Requirement 1 -> Copy from the AAFCO overview, word for word, the part that opens with the words containing "What Is an AAFCO" and closes with "by the manufacturer.".
Requirement 2 ->
Answer these questions using the AAFCO overview:
(a) In what year was AAFCO formed?
(b) What is the name of the official publication AAFCO issues every year?
(c) How many methods for substantiating the nutrition claim does AAFCO recognize?

Top of Provided text

What is AAFCO?
The Association of American Feed Control Officials (AAFCO) was formed in 1909 to establish a framework for uniform regulation of the feed industry. Although not a government agency, AAFCO operates within the guidelines of federal and state legislation including laws administered by the Food and Drug Administration (FDA) and the U.S. Department of Agriculture (USDA).
What Does AAFCO Do?
AAFCO establishes standards or models for regulations aimed at ensuring that manufacturers provide clear, accurate, and consistent information about animal feed, including pet food.
Every year AAFCO issues an official publication called the AAFCO Manual. This manual, in addition to listing ingredient definitions and feed terms, addresses labeling issues such as label format, ingredient lists, nutrition claims, and guaranteed analysis.
These model regulations are different than laws. However a large number of state governments have adopted AAFCO pet food model regulations into state law.
What Is an AAFCO Statement?
The “AAFCO statement of nutritional adequacy or purpose,” also called a “nutrition claim” or “complete and balanced statement,” identifies which life stage and/or lifestyle the product has been approved for. Under AAFCO regulations, this statement must be substantiated by the manufacturer.
AAFCO recognizes three methods for substantiating the claim:
- Laboratory analysis
- The finished product is compared to minimum nutritional values established by AAFCO Nutrient Profiles for dogs or cats.

Bottom of Provided text
Top of Extracted entries

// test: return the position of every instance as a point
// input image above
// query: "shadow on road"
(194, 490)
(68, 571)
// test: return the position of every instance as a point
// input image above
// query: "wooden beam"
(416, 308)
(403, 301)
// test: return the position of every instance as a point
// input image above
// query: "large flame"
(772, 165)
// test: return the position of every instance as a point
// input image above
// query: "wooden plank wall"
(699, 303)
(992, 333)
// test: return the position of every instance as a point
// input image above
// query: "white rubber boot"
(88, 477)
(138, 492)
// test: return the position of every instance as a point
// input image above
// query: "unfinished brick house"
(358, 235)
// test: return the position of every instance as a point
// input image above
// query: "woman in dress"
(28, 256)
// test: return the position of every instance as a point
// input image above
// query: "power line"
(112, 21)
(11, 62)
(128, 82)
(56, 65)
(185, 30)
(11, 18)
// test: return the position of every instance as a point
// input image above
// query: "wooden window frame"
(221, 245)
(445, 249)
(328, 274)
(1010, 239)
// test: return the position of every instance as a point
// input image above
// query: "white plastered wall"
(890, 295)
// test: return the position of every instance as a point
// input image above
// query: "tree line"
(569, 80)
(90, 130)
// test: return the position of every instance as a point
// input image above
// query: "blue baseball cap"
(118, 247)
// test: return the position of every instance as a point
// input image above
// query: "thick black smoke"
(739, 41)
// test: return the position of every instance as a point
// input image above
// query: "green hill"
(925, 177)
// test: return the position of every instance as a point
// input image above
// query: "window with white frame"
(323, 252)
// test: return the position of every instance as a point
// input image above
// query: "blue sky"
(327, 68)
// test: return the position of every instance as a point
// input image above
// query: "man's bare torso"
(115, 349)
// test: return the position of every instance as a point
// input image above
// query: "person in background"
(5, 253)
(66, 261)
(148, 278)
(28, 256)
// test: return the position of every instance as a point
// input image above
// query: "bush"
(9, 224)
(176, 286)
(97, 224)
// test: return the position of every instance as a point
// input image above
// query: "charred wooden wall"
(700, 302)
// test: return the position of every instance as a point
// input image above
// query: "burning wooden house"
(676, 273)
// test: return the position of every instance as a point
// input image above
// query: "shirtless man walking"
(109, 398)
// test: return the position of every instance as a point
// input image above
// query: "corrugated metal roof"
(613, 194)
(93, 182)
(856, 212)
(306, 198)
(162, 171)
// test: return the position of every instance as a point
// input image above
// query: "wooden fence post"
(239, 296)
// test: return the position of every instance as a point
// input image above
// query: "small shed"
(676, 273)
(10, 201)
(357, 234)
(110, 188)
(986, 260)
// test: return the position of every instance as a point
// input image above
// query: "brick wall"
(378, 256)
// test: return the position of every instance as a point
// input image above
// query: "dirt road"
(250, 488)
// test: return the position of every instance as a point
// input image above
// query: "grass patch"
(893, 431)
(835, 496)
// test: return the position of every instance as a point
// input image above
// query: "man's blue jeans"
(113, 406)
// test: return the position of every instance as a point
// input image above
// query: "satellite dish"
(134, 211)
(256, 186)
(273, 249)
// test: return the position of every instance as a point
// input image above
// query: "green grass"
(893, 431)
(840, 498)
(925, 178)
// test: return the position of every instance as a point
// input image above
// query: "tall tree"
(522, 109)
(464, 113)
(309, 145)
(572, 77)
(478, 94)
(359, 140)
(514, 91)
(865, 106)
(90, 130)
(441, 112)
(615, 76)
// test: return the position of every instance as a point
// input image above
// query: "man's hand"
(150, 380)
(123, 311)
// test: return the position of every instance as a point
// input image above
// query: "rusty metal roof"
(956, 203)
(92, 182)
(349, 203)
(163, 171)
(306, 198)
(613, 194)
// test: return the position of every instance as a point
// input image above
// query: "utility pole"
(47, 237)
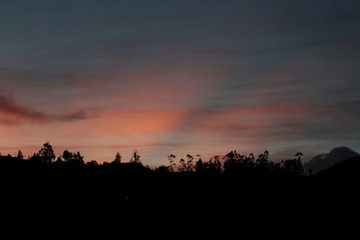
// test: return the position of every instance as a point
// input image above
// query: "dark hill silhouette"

Bottom of Extracted entries
Top of Extracted entries

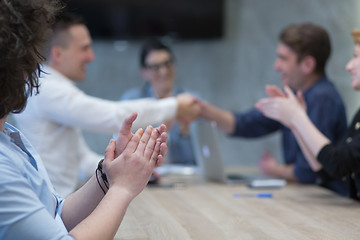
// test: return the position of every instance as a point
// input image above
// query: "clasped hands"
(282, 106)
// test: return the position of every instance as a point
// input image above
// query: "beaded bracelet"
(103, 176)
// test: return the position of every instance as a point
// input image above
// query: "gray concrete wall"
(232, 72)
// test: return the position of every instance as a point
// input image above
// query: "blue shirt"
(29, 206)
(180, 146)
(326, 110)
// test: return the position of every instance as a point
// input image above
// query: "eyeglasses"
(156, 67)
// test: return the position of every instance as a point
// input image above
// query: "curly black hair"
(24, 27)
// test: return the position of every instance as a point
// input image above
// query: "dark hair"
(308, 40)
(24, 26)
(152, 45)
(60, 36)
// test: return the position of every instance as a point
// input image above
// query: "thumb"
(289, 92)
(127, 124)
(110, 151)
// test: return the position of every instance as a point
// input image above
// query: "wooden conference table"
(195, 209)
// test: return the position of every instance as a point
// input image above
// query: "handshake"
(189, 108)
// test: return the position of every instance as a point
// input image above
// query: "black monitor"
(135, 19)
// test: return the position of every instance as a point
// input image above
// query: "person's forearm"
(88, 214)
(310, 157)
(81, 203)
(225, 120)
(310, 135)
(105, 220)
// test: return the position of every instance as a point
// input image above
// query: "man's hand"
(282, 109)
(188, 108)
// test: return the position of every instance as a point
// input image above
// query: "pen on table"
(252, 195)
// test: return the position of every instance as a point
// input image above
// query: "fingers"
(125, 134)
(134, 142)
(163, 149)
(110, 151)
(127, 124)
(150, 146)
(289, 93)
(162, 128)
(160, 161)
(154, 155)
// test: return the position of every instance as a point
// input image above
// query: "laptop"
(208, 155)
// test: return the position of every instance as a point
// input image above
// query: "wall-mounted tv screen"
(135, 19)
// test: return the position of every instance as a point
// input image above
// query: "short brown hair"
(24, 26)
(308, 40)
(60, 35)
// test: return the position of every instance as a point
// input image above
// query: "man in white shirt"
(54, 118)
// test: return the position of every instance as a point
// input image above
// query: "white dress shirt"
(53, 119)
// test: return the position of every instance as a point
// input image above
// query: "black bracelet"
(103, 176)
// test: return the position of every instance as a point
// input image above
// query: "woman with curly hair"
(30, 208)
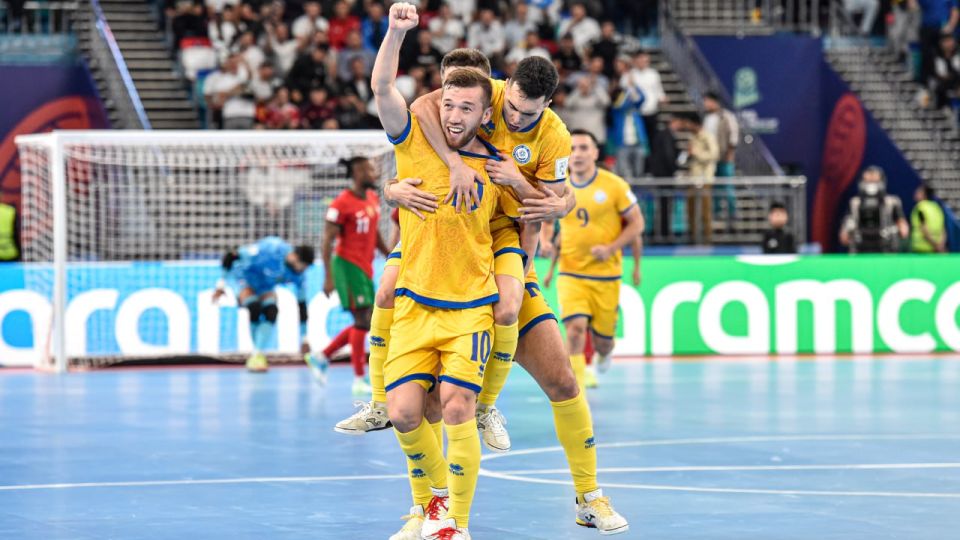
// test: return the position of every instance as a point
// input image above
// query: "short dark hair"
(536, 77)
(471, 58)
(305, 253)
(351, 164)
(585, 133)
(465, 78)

Bottom of Extracted entries

Task output 1 ->
What Is an AAFCO Statement?
The “AAFCO statement of nutritional adequacy or purpose,” also called a “nutrition claim” or “complete and balanced statement,” identifies which life stage and/or lifestyle the product has been approved for. Under AAFCO regulations, this statement must be substantiated by the manufacturer.

Task output 2 ->
(a) 1909
(b) The AAFCO Manual
(c) Three